TEXT EXCERPT:
Loss of vision meant energy savings for cavefish

Eyes and the brain tissue needed for vision demand about 15 percent of the energy budget of a young Mexican fish, researchers have found. This hard-to-discover percentage supports the idea that energy cost-cutting helps explain how cavefish go blind.

That 15 percent represents a notable energy demand for a 1-gram juvenile Mexican tetra fish (Astyanax mexicanus) at rest, says fish biologist Damian Moran of Plant and Food Research in Nelson, New Zealand. Brain tissue for vision and eyes could therefore become a liability in food-sparse caves, where no sunlight supports energy-catchers such as plants, Moran and colleagues argue September 11 in Science Advances.

The energy cost is greater for juvenile fish than for older ones, the researchers say. As fish grow, their bodies enlarge more than their brains do. By the time a Mexican tetra reaches 8.5 grams, vision demands only about 5 percent of its total resting energy budget, the researchers calculate.

Some Mexican tetras of this species still have eyes and flourish in waterways above ground. But populations still capable of interbreeding with the sighted fish have colonized caves and over eons lost functioning eyes.  There’s “robust debate,” Moran says, over what factors, such as simple disuse or repurposing of genes, drove the change in cavefish.

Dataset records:
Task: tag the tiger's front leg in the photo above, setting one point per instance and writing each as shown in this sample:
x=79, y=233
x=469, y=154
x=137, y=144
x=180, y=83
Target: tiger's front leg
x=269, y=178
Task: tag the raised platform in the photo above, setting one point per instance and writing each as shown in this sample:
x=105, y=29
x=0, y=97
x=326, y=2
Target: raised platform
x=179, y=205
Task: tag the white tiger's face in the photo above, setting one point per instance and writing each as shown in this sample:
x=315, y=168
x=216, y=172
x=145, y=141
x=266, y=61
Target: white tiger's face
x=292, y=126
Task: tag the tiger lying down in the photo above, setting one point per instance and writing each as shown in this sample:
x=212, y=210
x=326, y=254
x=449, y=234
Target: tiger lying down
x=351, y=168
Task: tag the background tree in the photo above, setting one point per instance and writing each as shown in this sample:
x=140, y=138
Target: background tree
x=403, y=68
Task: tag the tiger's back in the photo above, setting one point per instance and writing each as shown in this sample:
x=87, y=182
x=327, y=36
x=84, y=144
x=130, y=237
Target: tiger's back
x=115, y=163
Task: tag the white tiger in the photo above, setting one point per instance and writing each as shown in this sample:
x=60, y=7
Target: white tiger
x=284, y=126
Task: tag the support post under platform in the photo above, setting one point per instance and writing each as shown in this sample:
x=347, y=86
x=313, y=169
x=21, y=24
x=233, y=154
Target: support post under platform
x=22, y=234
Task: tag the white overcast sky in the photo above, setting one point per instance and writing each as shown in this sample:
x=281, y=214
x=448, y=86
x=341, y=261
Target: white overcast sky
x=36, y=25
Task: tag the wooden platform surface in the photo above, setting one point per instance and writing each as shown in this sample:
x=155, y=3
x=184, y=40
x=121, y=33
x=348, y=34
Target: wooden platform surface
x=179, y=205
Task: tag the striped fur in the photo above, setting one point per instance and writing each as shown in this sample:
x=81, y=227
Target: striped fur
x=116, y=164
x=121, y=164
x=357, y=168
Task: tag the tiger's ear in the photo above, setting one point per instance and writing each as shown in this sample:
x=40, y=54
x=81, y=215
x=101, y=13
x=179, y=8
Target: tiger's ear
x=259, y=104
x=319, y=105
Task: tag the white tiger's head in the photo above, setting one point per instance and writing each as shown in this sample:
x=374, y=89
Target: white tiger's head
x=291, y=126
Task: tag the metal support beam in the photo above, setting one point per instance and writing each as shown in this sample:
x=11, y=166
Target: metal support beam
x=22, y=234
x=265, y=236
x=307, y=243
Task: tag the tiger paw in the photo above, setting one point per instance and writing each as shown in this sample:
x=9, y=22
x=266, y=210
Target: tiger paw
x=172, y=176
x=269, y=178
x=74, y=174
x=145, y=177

ACTIVITY LIST:
(A) Answer these questions from the cavefish article.
(i) What share of the energy budget do eyes and vision brain tissue demand in a young Mexican fish?
(ii) At what weight does vision demand only about 5 percent of a Mexican tetra's total resting energy budget?
(iii) In which publication did Moran and colleagues present their argument?
(B) State whether each statement agrees with the cavefish article, and quote the words that decide it.
(i) The energy cost of vision is greater for older fish than for juvenile ones.
(ii) Some Mexican tetras of this species still have eyes.
(iii) As the fish grow, their brains enlarge more than their bodies.

SOLVED PROBLEMS:
(A)
(i) About 15 percent
(ii) 8.5 grams
(iii) Science Advances

(B)
(i) No: "The energy cost is greater for juvenile fish than for older ones"
(ii) Yes: "Some Mexican tetras of this species still have eyes and flourish in waterways above ground."
(iii) No: "As fish grow, their bodies enlarge more than their brains do."